### Set of tasks
[A] List every person named in the excerpt on Cornish identity.
[B] Please print the stretch of the Cornish identity excerpt from "When there are" through "worth further exploration.".

### Excerpt to read
My daughter was laughed at in school when she said in all sincerity that she was going to England for holiday and she has been ‘sold’ the idea that Queen Elizabeth II was her English Queen, over the last year, with celebrations taking place in the school for the Jubilee and even the wedding of Prince William and Kate Middleton.

When there are so many factors seemingly working against the free expression of the Cornish to assert their identity, why an increasing number of children are recording their identity on the PLASC survey as Cornish is a fact that is certainly worth exploring. The two obvious explanations as to why there is an increase in the number of children recorded as Cornish on the PLASC survey are that either family members are filling out the forms for the children or the children themselves are self-identifying themselves as Cornish. The role of the family and school in promoting Cornish identity is certainly worth further exploration.

It would be interesting to find out if people in Cornwall increasingly feel antagonised by the lack of recognition, promotion or protection for Cornish identity, which has resulted in a growing surge of Cornish expression or whether people are finally feeling more confident about expressing themselves as Cornish. It could also be the case of course that the younger generation feel more Cornish than their forebears. In Cornwall the Cornish people are part of a local minority culture within a minority culture within a wider UK societal context. If some form of crisis is needed to resolve issues of identity, as it has been suggested by researchers, then the Cornish – at both a local and wider level – certainly have that in Cornwall.

Lets put the future into the hands of the young people and give them the opportunities they need to express their Cornishness.

### Data excerpts
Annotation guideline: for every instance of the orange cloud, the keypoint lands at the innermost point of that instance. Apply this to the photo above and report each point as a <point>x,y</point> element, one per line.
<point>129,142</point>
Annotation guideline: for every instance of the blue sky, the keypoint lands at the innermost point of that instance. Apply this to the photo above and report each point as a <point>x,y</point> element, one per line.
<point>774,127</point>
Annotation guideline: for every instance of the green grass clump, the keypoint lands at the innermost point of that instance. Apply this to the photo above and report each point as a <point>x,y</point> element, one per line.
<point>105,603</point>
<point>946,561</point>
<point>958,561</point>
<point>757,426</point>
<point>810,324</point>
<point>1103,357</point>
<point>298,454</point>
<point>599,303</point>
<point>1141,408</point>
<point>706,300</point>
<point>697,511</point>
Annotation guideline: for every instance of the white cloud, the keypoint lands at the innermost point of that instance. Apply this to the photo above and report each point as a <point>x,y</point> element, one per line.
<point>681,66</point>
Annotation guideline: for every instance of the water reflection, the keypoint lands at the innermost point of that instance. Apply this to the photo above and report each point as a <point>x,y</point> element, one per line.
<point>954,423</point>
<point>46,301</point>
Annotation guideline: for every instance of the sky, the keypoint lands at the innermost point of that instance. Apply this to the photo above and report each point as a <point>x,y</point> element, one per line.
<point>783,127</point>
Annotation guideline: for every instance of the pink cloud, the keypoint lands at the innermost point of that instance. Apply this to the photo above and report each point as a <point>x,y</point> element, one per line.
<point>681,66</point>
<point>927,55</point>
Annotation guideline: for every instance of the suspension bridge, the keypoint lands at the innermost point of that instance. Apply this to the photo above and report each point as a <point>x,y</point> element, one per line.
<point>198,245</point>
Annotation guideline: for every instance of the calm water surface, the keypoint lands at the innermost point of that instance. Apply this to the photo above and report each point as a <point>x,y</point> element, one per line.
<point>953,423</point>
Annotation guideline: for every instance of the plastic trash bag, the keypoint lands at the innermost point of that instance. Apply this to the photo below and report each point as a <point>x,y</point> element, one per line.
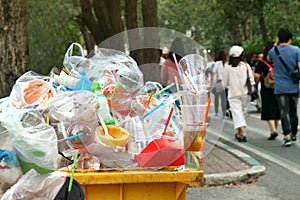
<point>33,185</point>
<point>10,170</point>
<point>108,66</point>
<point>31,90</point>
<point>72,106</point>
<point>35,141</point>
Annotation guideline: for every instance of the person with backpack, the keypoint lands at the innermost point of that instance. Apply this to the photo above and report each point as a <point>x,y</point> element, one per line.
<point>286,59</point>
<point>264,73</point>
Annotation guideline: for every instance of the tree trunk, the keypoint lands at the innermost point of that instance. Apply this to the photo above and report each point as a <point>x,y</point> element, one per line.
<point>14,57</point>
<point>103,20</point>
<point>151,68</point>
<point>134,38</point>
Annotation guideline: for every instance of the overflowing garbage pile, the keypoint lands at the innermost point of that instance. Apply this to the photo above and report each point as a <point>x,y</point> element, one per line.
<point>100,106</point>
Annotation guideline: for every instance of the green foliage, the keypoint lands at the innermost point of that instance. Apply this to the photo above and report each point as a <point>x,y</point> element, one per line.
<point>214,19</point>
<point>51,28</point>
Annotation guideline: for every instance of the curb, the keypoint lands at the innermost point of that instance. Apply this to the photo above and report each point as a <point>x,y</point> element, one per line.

--

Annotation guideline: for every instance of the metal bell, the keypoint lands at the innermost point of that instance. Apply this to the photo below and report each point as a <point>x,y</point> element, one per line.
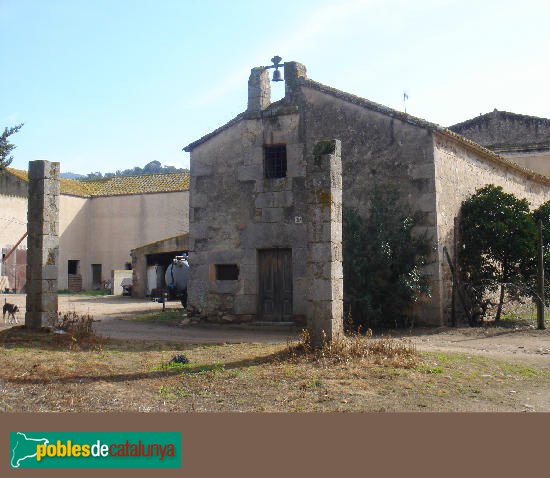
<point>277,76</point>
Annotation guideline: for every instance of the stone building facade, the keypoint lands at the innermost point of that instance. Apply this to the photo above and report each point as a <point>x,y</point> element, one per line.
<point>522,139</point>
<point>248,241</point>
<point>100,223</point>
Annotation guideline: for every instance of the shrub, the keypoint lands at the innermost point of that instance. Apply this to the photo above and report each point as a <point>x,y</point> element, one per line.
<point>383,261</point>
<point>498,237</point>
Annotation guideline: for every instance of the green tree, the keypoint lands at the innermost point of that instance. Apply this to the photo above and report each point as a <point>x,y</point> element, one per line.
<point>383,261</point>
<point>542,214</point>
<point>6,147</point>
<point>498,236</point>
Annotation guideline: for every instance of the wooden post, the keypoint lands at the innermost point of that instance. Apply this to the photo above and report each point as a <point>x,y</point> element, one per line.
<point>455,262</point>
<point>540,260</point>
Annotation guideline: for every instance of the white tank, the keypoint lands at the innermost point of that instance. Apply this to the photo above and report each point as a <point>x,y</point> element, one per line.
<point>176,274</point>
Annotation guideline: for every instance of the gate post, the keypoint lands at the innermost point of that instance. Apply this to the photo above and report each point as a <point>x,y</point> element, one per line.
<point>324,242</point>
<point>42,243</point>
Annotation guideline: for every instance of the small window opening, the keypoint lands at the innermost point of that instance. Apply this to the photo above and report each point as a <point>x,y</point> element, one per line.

### Responses by task
[A] Queen Elizabeth II, Prince William, Kate Middleton

[B]
When there are so many factors seemingly working against the free expression of the Cornish to assert their identity, why an increasing number of children are recording their identity on the PLASC survey as Cornish is a fact that is certainly worth exploring. The two obvious explanations as to why there is an increase in the number of children recorded as Cornish on the PLASC survey are that either family members are filling out the forms for the children or the children themselves are self-identifying themselves as Cornish. The role of the family and school in promoting Cornish identity is certainly worth further exploration.